Saved entries:
★ ★ ★ ★
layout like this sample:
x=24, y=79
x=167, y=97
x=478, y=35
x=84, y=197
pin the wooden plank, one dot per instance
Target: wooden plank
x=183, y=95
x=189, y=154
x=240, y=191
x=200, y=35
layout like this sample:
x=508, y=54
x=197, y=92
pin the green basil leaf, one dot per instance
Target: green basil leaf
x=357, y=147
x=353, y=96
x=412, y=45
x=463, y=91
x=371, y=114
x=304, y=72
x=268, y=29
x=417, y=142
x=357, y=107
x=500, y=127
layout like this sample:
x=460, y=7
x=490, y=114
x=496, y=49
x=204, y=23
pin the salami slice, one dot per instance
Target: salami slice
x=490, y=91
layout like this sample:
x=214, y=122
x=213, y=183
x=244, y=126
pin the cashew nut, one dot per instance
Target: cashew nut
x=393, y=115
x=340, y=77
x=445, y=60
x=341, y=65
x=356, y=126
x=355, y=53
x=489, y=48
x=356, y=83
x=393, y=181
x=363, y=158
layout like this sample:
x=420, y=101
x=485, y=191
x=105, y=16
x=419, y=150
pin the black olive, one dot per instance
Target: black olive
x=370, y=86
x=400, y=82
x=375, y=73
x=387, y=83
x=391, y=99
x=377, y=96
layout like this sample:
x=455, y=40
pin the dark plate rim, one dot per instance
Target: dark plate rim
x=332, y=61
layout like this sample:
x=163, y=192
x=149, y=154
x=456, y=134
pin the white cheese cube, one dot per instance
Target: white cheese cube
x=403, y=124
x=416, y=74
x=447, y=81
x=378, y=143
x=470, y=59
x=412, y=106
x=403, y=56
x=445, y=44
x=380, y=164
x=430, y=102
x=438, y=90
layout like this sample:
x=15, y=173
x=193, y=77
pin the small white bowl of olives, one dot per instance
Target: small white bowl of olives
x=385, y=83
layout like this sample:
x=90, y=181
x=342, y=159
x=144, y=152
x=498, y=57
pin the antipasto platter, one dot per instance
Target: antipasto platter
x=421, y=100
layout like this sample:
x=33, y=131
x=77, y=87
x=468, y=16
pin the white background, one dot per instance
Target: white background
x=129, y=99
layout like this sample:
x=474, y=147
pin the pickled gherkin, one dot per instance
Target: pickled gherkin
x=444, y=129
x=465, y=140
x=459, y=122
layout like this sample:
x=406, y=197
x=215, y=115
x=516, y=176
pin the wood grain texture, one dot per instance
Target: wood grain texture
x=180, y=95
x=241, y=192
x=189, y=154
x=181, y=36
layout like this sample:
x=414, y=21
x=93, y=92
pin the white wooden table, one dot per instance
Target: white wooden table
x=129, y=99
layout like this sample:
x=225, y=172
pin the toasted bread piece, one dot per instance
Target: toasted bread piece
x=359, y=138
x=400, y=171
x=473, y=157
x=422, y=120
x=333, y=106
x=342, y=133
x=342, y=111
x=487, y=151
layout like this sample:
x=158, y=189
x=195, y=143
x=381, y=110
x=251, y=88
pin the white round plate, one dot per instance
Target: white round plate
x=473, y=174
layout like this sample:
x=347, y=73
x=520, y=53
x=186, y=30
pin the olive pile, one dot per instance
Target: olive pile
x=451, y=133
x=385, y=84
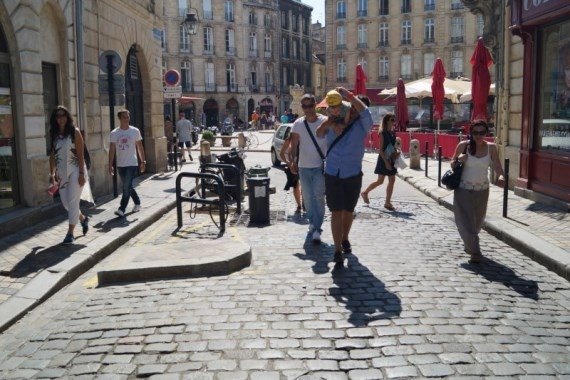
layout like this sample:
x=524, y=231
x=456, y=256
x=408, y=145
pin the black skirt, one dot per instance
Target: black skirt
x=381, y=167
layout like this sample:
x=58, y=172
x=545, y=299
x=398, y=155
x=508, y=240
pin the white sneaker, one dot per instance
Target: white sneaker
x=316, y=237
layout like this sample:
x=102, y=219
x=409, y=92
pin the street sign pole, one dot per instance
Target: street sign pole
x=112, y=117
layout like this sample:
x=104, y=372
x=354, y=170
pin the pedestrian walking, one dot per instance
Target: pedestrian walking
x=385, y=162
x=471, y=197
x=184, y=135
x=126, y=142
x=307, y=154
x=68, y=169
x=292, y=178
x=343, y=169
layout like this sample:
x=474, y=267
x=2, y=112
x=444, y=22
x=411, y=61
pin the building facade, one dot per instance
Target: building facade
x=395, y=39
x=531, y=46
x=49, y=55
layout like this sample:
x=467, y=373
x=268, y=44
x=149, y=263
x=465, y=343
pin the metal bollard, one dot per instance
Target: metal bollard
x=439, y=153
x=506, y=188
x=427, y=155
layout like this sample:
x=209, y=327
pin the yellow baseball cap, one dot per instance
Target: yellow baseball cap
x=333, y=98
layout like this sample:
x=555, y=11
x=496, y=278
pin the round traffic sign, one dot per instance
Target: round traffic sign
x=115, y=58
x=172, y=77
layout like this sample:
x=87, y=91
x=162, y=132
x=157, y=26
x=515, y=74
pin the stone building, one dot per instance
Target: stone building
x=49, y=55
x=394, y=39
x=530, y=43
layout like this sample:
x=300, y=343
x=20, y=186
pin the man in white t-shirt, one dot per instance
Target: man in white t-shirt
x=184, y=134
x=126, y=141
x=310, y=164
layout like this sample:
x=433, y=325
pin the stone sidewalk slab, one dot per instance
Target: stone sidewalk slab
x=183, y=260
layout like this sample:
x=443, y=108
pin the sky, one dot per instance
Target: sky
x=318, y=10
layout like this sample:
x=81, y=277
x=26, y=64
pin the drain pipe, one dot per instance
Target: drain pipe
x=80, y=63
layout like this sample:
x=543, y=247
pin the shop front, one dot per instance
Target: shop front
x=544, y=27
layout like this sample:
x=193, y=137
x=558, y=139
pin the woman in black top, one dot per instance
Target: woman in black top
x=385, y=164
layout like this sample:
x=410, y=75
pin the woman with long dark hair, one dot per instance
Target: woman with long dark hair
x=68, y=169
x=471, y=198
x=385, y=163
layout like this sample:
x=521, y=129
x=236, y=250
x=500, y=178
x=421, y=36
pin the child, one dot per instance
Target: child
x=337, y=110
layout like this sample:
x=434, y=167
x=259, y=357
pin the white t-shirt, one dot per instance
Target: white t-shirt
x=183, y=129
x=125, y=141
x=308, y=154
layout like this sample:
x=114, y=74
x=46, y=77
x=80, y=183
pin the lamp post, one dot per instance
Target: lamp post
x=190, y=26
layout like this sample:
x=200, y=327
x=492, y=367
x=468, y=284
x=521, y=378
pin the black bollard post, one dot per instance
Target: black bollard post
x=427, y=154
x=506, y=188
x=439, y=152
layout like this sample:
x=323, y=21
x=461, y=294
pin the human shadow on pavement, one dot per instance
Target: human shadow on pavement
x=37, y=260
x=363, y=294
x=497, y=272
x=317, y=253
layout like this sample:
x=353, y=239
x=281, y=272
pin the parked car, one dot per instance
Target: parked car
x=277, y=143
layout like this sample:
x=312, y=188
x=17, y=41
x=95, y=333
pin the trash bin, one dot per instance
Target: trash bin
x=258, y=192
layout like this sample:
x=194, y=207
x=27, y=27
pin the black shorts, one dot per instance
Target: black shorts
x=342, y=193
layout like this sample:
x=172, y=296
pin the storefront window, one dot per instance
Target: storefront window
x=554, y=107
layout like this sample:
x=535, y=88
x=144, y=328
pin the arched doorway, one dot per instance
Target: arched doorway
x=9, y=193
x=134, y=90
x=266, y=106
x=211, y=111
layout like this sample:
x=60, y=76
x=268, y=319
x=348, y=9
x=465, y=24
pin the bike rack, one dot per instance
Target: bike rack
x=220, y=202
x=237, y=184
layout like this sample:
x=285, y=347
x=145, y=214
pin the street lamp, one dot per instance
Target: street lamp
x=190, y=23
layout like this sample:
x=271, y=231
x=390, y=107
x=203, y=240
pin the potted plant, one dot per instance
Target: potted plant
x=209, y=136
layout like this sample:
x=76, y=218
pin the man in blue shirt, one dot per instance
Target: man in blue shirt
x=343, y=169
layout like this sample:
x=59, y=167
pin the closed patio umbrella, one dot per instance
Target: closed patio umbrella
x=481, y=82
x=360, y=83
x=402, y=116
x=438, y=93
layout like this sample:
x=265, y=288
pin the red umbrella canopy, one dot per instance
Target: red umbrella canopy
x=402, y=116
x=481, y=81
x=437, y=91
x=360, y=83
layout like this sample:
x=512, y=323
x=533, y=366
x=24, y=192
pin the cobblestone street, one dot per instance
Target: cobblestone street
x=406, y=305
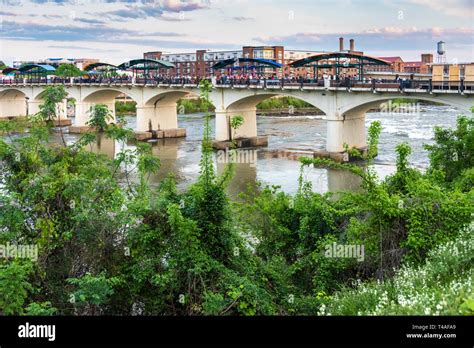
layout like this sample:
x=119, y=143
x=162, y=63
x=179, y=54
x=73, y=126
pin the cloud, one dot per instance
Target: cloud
★ ★ ★ ★
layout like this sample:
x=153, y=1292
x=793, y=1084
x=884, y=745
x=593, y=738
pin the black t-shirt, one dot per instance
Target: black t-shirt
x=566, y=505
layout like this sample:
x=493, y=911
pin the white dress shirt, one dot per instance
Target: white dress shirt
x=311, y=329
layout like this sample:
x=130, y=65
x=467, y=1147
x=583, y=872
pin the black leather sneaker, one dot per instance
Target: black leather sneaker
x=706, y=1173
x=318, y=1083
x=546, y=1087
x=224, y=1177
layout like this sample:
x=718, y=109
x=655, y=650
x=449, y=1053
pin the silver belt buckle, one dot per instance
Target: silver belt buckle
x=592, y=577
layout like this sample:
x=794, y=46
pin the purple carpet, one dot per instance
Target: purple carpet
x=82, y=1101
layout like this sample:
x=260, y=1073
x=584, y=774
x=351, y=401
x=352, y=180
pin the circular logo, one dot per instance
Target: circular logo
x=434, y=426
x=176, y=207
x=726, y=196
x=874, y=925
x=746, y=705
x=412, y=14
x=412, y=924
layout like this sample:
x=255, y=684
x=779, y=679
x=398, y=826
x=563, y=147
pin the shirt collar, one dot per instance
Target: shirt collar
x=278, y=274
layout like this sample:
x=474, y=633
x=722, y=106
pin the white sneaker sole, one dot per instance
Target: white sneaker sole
★ ★ ★ ★
# Required action
Begin with the line above that has "pin the white sneaker sole, one" and continue through the line that has "Target: white sneaker sole", setting each one down exactly. Stop there.

# Exercise result
pin the white sneaker sole, one dot per instance
Target: white sneaker sole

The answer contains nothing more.